Что мне не нравится в православии?

Диалог с сомневающимся

Авторы:


Спор-площадка
Темы: , , , , .
Есть необычный православный журнал для неверующих и сомневающихся. Его соредакторы – Владимир Легойда, доцент кафедры мировой литературы и культуры МГИМО МИД РФ, и по совместительству, член Ареопага в передаче «Умники и умницы», а также известный журналист Владимир Гурболиков. В том, что все материалы «Фомы» интересны, написаны живым языком, вы можете убедиться, побывав на его сайте. А мы вам предлагаем почитать то, чего в сети еще нет. Этот материал был напечатан в газете «Приложение к журналу «Фома» (№ 27, декабрь 2001). В необъятном море интернета существует весьма любопытная конференция «Форум диакона Андрея Кураева». Примечательно, что среди тех, кто «посещает» Форум – очень много неправославных. Редакция «Фомы» обратилась к участникам этой конференции с просьбой изложить их «претензии к православию» – те причины, по которым люди не хотят идти в Церковь. Мы публикуем начало одного из таких писем, написанных на нашу тему, вместе с ответом редакции – в надежде продолжить диалог как с автором письма, так и с любым из наших читателей – тех, кто пожелает высказаться по данной теме.

* _ИСХОДНЫЕ ДАННЫЕ_:
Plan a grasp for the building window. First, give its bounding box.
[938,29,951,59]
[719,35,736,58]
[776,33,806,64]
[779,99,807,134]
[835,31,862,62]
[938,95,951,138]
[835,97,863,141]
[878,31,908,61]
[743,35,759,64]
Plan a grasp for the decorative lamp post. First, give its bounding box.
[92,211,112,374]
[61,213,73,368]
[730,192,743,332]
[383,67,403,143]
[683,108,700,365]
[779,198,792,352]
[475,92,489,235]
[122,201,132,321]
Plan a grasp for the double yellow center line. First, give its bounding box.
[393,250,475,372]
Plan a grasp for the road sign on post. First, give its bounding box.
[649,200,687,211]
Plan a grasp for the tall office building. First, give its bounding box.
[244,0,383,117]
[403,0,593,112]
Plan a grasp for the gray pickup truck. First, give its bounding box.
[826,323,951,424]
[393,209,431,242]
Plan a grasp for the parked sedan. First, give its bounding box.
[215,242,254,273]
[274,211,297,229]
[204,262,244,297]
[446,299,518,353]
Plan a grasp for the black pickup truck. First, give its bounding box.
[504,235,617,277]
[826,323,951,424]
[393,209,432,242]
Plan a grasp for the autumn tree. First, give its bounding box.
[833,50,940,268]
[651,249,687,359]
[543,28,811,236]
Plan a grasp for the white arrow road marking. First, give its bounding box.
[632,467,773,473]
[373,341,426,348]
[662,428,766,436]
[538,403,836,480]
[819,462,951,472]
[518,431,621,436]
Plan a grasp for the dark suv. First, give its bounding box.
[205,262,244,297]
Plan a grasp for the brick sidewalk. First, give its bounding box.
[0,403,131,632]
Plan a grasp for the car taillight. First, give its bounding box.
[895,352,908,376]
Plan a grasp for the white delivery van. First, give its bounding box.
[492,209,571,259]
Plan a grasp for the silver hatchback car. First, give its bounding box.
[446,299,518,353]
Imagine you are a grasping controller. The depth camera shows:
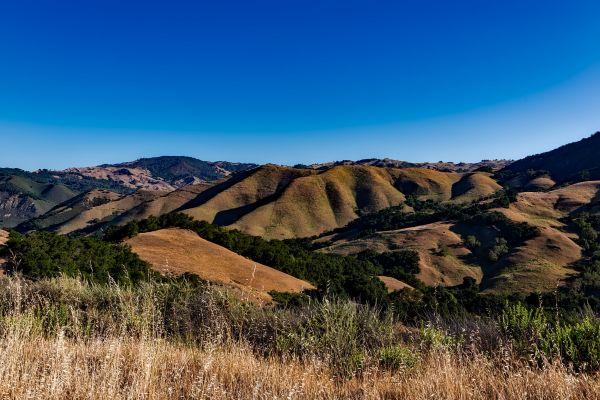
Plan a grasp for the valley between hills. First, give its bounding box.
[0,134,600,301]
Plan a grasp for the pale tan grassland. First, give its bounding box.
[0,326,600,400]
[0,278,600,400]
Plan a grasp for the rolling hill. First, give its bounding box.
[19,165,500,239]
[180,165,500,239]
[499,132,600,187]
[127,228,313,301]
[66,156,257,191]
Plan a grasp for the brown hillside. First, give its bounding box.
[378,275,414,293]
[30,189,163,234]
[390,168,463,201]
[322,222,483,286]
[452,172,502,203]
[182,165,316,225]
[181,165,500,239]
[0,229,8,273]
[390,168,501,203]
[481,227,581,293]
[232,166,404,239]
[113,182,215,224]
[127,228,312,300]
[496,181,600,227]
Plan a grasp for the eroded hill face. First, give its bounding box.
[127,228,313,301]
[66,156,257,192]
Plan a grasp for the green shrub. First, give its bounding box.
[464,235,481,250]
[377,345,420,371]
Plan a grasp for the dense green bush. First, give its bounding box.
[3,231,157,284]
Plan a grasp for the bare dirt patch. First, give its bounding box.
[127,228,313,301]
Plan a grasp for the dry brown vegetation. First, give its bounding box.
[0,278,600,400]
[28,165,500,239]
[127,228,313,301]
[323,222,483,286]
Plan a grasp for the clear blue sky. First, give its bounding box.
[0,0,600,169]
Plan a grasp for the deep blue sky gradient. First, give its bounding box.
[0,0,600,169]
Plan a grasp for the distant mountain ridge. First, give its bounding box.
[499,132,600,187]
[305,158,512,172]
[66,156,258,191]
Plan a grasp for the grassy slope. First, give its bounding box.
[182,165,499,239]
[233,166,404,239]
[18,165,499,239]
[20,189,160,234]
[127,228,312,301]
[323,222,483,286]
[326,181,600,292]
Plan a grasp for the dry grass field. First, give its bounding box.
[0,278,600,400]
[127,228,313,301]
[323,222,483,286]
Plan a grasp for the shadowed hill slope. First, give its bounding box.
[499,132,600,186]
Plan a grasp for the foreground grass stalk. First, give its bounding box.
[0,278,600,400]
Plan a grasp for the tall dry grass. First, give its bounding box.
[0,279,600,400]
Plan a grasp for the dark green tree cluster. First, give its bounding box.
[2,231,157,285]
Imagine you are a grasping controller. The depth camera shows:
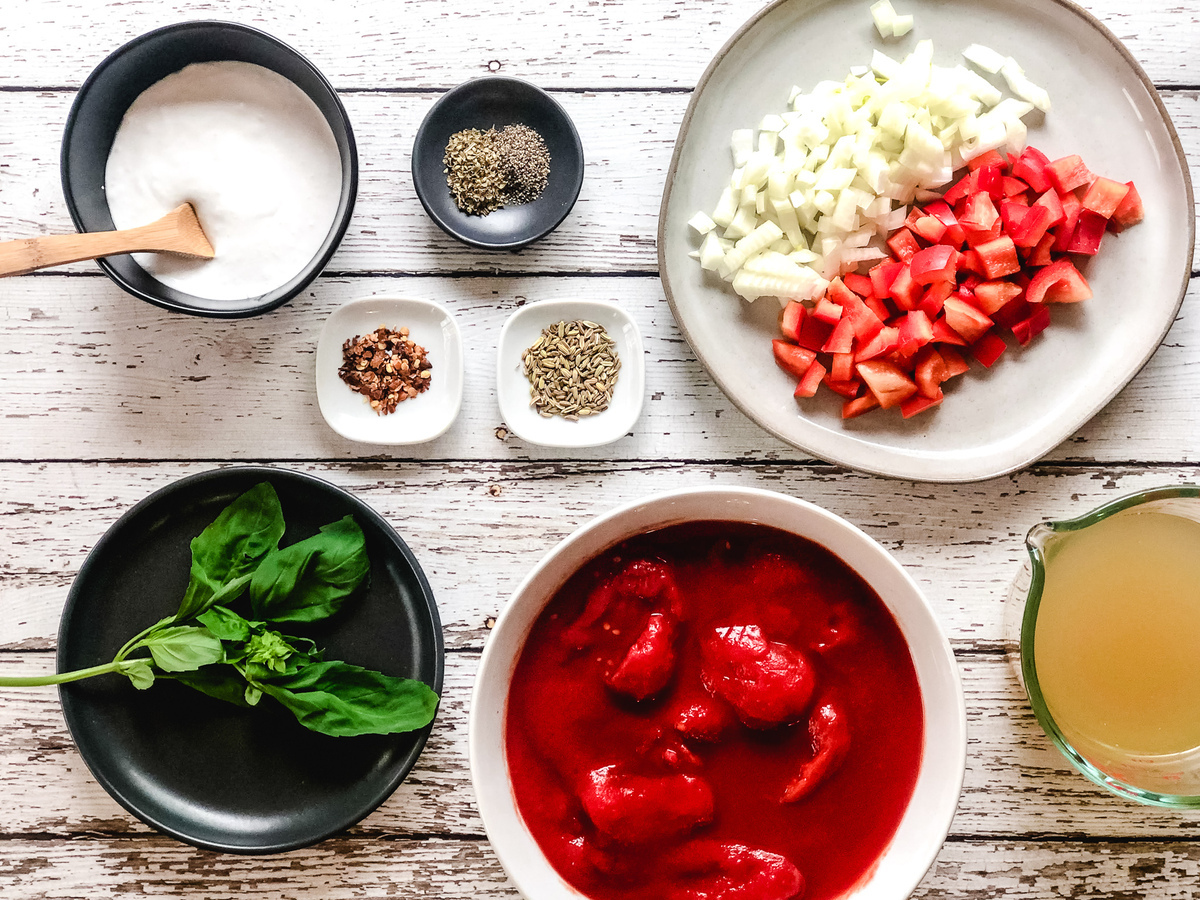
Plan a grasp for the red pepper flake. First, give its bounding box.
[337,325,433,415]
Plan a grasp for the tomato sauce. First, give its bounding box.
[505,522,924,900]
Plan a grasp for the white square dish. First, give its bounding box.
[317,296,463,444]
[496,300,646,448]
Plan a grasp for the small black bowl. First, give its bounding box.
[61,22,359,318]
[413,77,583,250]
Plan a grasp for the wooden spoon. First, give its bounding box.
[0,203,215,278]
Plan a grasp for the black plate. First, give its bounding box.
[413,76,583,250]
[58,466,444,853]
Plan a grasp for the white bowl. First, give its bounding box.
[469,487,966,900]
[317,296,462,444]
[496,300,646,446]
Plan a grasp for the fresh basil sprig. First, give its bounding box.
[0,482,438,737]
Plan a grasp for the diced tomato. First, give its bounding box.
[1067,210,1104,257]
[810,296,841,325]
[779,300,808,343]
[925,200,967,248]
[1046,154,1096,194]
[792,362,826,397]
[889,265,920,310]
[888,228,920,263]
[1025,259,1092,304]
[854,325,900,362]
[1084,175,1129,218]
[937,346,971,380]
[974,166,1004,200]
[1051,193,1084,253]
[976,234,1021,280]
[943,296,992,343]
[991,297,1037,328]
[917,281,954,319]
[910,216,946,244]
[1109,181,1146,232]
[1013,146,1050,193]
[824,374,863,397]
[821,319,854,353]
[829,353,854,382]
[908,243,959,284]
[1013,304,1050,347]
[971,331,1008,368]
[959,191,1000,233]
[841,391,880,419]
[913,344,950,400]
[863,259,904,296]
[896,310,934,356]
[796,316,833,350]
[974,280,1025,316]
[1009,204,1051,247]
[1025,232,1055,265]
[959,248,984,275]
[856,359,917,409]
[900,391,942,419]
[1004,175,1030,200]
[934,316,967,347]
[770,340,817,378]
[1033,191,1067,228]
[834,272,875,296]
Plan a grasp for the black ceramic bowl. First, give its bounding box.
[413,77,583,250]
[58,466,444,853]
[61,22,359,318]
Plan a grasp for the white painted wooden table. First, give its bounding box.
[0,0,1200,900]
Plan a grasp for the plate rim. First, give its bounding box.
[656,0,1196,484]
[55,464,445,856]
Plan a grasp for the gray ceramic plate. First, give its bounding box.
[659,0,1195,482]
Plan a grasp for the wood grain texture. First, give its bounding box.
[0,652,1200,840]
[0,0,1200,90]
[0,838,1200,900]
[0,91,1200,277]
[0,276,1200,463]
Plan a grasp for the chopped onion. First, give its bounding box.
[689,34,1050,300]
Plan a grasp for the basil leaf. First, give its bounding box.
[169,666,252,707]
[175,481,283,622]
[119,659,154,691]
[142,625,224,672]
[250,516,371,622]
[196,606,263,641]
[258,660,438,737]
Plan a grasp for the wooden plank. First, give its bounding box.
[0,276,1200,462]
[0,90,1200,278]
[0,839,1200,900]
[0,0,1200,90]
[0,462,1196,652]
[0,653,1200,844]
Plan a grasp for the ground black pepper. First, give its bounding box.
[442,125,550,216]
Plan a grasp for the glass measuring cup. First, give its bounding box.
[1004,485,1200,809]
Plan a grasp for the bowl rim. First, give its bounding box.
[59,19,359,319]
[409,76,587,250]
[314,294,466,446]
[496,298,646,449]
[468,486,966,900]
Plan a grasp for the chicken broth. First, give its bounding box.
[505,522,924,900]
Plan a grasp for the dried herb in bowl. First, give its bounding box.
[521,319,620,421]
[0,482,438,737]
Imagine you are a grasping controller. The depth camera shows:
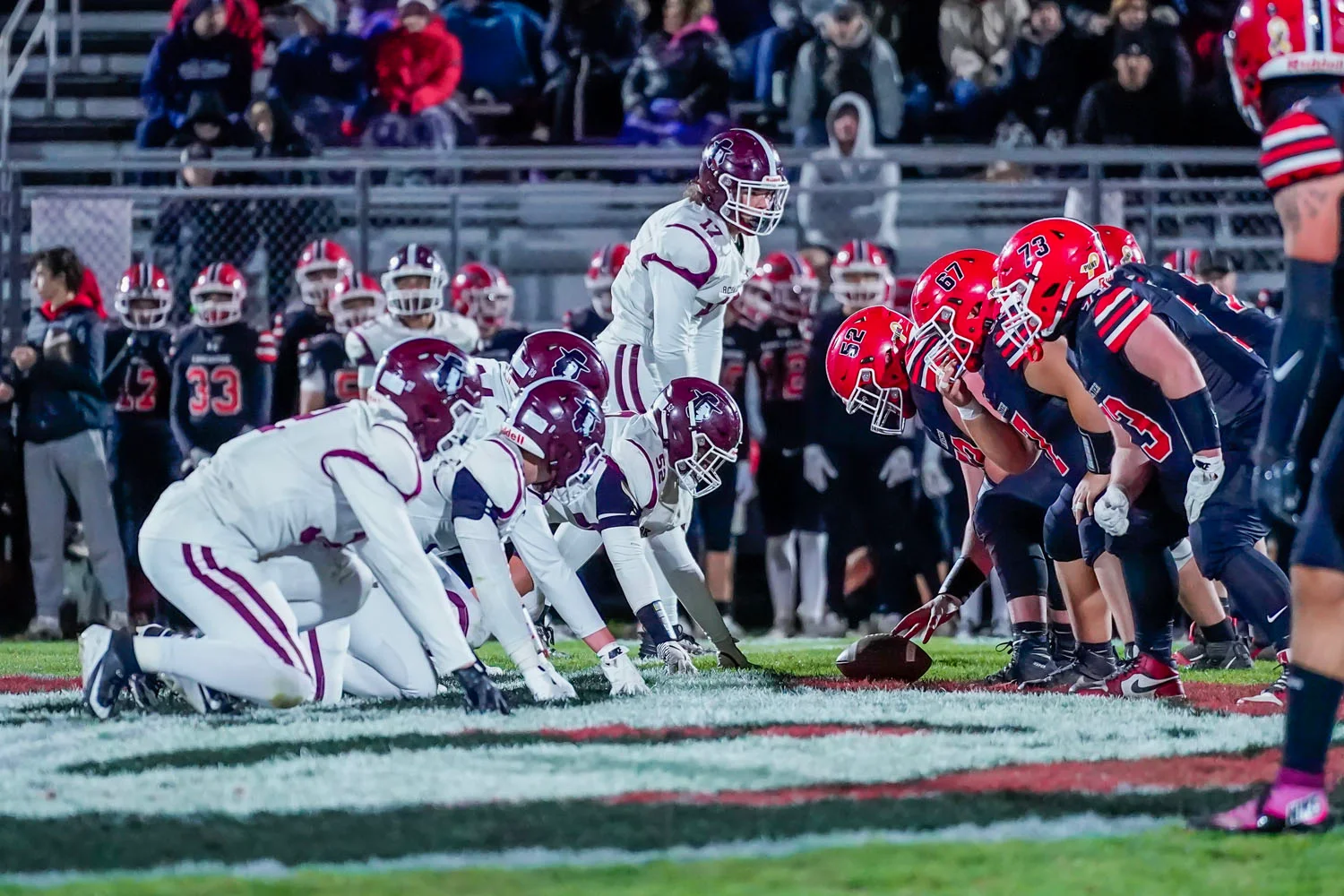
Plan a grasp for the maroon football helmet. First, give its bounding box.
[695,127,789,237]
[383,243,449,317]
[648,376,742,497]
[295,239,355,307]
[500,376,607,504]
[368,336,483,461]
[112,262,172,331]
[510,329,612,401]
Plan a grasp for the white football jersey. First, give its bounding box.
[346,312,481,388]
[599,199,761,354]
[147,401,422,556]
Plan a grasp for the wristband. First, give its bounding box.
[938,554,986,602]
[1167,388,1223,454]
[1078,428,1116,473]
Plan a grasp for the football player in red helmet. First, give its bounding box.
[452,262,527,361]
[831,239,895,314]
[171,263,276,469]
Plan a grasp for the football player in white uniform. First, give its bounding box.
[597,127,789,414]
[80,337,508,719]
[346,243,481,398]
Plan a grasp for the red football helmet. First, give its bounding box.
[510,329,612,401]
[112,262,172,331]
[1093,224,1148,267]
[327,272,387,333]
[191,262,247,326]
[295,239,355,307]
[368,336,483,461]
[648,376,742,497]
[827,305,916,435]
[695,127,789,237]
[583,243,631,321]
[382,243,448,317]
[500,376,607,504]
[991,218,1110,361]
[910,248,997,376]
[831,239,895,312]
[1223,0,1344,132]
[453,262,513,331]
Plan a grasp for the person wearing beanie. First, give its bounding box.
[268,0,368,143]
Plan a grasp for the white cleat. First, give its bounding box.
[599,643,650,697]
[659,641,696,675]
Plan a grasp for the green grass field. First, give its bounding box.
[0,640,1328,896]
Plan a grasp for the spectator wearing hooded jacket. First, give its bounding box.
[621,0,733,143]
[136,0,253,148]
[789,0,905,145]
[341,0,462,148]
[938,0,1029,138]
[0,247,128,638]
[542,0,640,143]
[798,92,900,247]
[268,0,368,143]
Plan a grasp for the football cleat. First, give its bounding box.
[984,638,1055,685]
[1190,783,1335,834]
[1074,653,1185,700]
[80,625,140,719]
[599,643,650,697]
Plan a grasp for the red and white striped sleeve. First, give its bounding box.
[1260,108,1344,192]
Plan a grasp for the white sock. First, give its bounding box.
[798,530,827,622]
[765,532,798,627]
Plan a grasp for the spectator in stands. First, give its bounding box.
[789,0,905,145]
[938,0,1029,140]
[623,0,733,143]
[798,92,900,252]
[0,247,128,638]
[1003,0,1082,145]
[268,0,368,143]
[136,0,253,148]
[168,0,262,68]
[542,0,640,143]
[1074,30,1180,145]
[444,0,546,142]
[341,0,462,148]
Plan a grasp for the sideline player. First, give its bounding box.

* _ЧТО НУЖНО СДЕЛАТЬ_: Приведите заново весь текст о журнале «Фома», ничего в нём не меняя.

* _ОТВЕТ_:
Что мне не нравится в православии?

Диалог с сомневающимся

Авторы:


Спор-площадка
Темы: , , , , .
Есть необычный православный журнал для неверующих и сомневающихся. Его соредакторы – Владимир Легойда, доцент кафедры мировой литературы и культуры МГИМО МИД РФ, и по совместительству, член Ареопага в передаче «Умники и умницы», а также известный журналист Владимир Гурболиков. В том, что все материалы «Фомы» интересны, написаны живым языком, вы можете убедиться, побывав на его сайте. А мы вам предлагаем почитать то, чего в сети еще нет. Этот материал был напечатан в газете «Приложение к журналу «Фома» (№ 27, декабрь 2001). В необъятном море интернета существует весьма любопытная конференция «Форум диакона Андрея Кураева». Примечательно, что среди тех, кто «посещает» Форум – очень много неправославных. Редакция «Фомы» обратилась к участникам этой конференции с просьбой изложить их «претензии к православию» – те причины, по которым люди не хотят идти в Церковь. Мы публикуем начало одного из таких писем, написанных на нашу тему, вместе с ответом редакции – в надежде продолжить диалог как с автором письма, так и с любым из наших читателей – тех, кто пожелает высказаться по данной теме.